*WHAT YOU NEED TO DO*. Format the entries from the line containing "least one white" through the end of the entries as a JSON list of strings, one string for each line, leaving out blank lines.

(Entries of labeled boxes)
'''

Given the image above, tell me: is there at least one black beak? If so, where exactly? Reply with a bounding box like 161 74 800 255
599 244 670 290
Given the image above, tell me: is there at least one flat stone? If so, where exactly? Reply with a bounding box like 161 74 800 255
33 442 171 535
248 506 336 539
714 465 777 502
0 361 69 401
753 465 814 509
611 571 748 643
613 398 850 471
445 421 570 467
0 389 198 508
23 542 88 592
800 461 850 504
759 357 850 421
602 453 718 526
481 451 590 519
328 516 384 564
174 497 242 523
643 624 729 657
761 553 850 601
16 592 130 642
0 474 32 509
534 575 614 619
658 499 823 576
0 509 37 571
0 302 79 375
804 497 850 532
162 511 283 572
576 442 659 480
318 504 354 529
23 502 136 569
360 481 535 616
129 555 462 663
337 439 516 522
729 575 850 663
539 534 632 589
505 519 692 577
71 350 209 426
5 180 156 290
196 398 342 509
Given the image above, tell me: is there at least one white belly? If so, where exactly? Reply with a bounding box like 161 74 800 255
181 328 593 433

'''

*CORRECT RESULT*.
[
  "Given the image above, tell me: is there at least one white belly? If so, where exactly? Reply with a bounding box like 161 74 800 255",
  "181 328 593 433"
]